SHORT TASK 1 »
Answer these questions from the draft profiles:
(a) Which school is listed for Kyle Long?
(b) What CFN Projection is given for Oday Aboushi?
(c) At what position do the draft profiles say David Bakhtiari has upside?
SHORT TASK 2 »
Rewrite the draft profiles starting at "8. David Bakhtiari, Colorado" and ending at "little of everything.", switching "left tackle" to "right tackle" wherever it occurs.

GIVEN TEXT »

************

6. Kyle Long, Oregon 6-6, 313
Is he a guard or a tackle? A former defensive end, he’s just starting to come into his own as a blocker. He’s a bit tall for a guard and isn’t really built for the interior, but he’s considered a possible option for the interior – he’s a tackle. With good feet and a nice frame, he has the look of an NFL tackle with a mean streak and the ability to finish the block and blast his man to spring the running game. He’ll need the right fit and he’ll need time to figure out exactly what his role is going to be, but he’ll be great for a zone-blocking scheme that allows him to get on the move a bit and he’ll be functional no matter where he ends up.
CFN Projection: Second Round

7. Oday Aboushi, Virginia 6-5, 308
A big blocker with good size, he’s a blaster if a run blocker who can be used almost anywhere on the line. While he’s destined to sit at right tackle, he can see time on the left side if needed or could even kick inside at guard in the right system. A great technician, he doesn’t make a slew of big mistakes and grew into the job on the left side over the course of his career, but he doesn’t have the quickness or athleticism to hold up against NFL speed rushers on a blindside. While he’ll hit, he’s not going to destroy his man – he’s more functional than a killer. Even so, he’s a fighter who’ll hold down a job for ten years.
CFN Projection: Third Round

8. David Bakhtiari, Colorado (Jr.) 6-4, 299
Some are going to try putting him at guard, but he has left tackle upside with excellent athleticism and the ability to get to the second level in a hurry. Still improving and emerging, he can be tried out in other areas until he’s ready to protect someone’s blindside. With the versatility to play just about anywhere up front, he’ll be seen as a good blocker who’ll be drafted to be a starter somewhere. However, he might not be elite in any one area. He’s not a special athlete, he’s not necessarily built like an NFL left tackle and he’s not a powerful blaster for the running game. Even so, there’s nice upside and he could end up being used as a swing blocker who can do a little of everything.

************

RAW RECORDS »

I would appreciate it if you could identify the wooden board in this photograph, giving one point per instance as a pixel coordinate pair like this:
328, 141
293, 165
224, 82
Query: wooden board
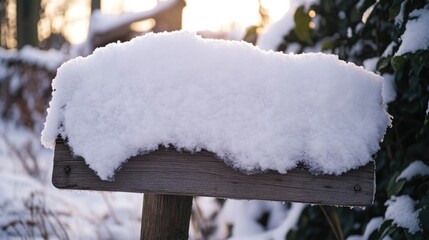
167, 171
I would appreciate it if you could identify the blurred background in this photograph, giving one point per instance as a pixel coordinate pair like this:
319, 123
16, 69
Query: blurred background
386, 37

************

COMPLETE OUTPUT 1 »
(a) Oregon
(b) Third Round
(c) Left tackle

COMPLETE OUTPUT 2 »
8. David Bakhtiari, Colorado (Jr.) 6-4, 299
Some are going to try putting him at guard, but he has right tackle upside with excellent athleticism and the ability to get to the second level in a hurry. Still improving and emerging, he can be tried out in other areas until he’s ready to protect someone’s blindside. With the versatility to play just about anywhere up front, he’ll be seen as a good blocker who’ll be drafted to be a starter somewhere. However, he might not be elite in any one area. He’s not a special athlete, he’s not necessarily built like an NFL right tackle and he’s not a powerful blaster for the running game. Even so, there’s nice upside and he could end up being used as a swing blocker who can do a little of everything.